*OBJECTIVE*: Please rewrite every line of the data below, not only the answers, and shift each x and y coordinate in the answers up by 102. Leave the pictures out.
── PROVIDED ENTRIES
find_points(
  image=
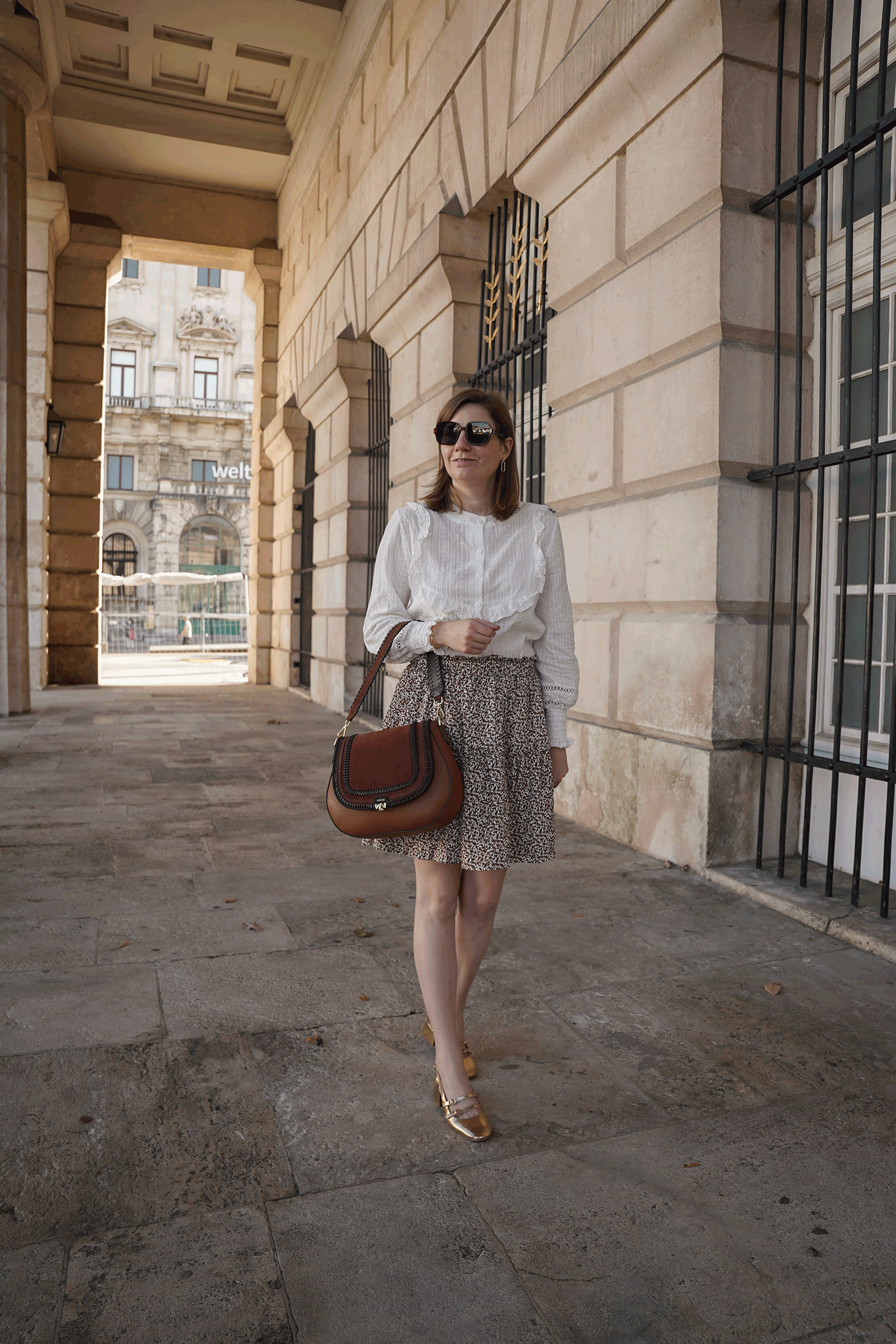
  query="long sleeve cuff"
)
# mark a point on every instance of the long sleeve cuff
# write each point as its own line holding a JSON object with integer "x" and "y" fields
{"x": 556, "y": 717}
{"x": 412, "y": 641}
────
*RESPONSE TO THE TASK*:
find_points(
  image=
  query="long sleeve cuff"
)
# mark a point on every instance of the long sleeve cuff
# write each point as its own line holding a JSON object with integer "x" and "y" fields
{"x": 658, "y": 819}
{"x": 514, "y": 743}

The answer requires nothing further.